"""

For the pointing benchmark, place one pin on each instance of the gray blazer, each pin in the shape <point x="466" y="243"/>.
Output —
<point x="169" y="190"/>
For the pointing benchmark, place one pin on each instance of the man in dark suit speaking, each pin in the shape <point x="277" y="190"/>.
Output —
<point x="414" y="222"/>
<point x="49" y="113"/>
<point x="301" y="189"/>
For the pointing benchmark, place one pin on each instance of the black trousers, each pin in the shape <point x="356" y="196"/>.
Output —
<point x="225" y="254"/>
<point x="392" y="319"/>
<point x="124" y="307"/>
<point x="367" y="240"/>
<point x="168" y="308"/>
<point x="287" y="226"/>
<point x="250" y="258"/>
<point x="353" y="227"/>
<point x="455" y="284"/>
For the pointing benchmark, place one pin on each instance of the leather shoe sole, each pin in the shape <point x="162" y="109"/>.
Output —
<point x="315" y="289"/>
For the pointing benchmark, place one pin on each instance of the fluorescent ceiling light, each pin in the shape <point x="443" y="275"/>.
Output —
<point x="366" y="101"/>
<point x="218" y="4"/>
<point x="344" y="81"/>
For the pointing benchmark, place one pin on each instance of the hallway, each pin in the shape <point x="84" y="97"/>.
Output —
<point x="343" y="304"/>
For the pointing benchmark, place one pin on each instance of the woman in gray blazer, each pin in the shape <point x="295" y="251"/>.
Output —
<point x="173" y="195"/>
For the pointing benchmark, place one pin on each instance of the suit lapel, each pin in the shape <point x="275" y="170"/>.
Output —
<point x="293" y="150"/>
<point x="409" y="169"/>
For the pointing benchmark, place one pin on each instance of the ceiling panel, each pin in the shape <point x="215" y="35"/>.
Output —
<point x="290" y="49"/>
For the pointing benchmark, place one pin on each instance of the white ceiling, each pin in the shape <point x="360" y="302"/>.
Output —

"""
"""

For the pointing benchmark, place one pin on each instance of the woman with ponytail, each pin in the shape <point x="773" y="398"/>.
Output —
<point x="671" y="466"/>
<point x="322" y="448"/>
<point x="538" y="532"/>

"""

Return each line above that contains the word "gray".

For the pointing benchmark, place one pin on each instance of the gray blazer, each pin in the shape <point x="466" y="243"/>.
For the pointing benchmark, place one pin on each instance of the woman in gray blazer, each pin in the shape <point x="295" y="251"/>.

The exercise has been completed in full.